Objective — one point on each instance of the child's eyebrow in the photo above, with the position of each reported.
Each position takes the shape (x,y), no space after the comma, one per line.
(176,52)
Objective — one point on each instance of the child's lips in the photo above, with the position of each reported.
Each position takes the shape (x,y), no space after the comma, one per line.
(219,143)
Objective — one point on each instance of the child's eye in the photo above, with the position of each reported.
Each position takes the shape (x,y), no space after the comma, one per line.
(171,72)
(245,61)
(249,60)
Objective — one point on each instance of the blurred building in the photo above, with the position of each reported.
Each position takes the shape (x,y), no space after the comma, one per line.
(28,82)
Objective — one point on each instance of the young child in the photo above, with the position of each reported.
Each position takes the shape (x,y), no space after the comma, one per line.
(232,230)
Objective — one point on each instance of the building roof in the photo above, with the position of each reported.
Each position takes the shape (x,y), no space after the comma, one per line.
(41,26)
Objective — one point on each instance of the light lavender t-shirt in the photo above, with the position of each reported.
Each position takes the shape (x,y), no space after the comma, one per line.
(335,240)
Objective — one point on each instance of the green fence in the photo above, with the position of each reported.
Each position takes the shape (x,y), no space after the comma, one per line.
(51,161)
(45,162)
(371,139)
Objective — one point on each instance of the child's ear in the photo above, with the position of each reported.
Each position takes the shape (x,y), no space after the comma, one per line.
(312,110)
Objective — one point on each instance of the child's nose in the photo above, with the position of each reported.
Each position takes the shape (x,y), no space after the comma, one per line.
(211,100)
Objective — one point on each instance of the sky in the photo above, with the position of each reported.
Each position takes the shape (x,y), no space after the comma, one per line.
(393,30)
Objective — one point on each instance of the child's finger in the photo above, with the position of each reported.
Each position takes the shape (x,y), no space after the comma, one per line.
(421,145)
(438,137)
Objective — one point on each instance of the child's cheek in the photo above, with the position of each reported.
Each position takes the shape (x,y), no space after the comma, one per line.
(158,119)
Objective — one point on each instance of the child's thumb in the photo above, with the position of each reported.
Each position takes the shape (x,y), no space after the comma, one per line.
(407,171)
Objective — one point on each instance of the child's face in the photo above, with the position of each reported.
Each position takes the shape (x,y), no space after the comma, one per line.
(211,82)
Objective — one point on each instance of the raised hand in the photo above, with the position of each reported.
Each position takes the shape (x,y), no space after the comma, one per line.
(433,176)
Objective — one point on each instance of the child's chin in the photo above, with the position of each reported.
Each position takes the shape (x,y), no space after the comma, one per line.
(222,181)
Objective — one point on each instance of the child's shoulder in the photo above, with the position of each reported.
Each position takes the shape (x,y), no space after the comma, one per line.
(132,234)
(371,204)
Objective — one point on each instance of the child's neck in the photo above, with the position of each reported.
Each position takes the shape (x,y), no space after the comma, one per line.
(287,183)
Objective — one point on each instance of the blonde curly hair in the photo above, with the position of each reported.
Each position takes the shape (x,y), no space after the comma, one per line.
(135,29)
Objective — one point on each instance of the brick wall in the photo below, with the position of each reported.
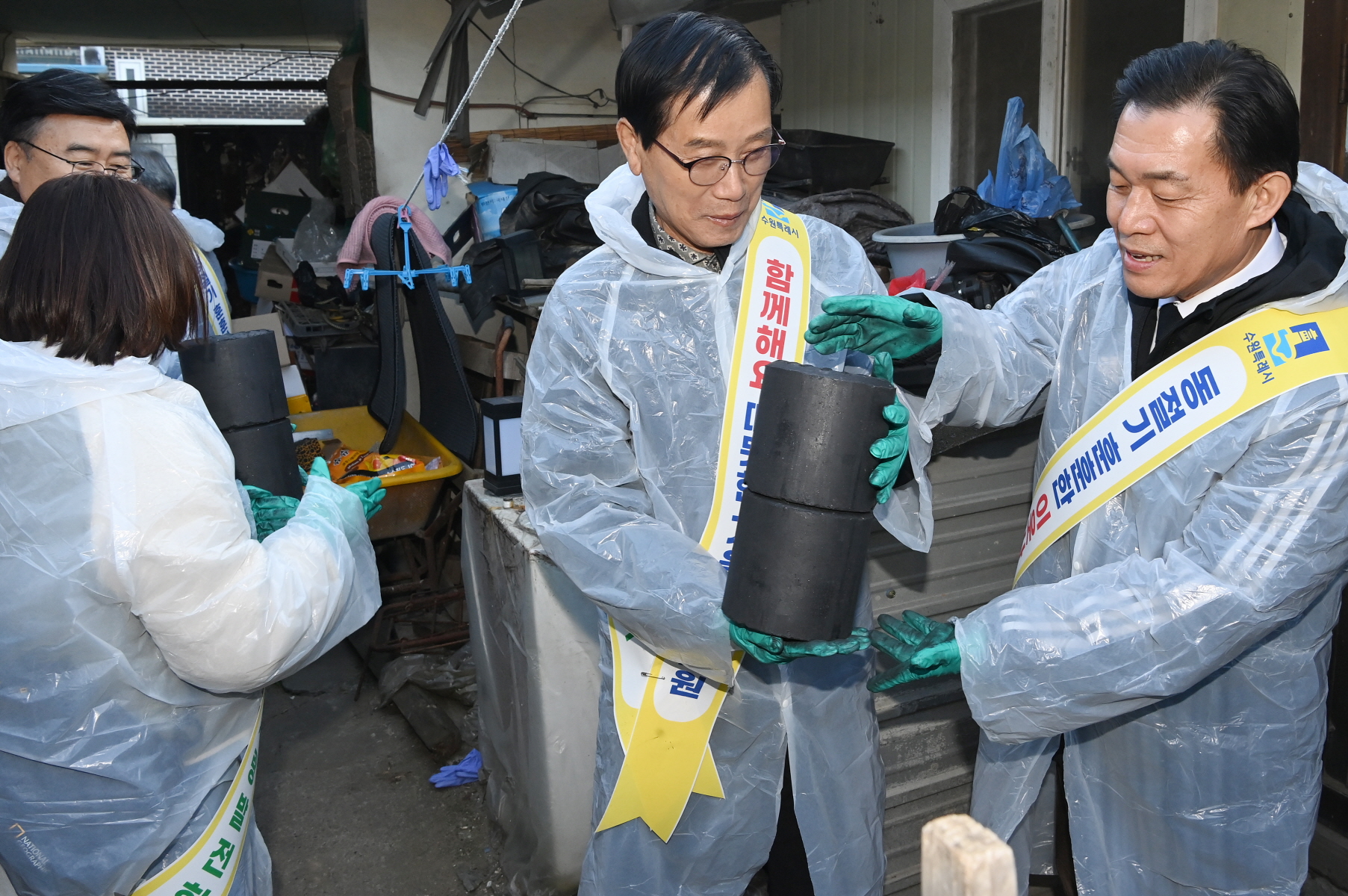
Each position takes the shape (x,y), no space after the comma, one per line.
(270,65)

Exercise details:
Every line of the listing that holds the word "building" is to be found and copied.

Task output:
Objective — one point on each instance of the blurred building in the photo above, with the position of each reported.
Objective — one point on each instance of the building roof in the photo above, with the position of each reported.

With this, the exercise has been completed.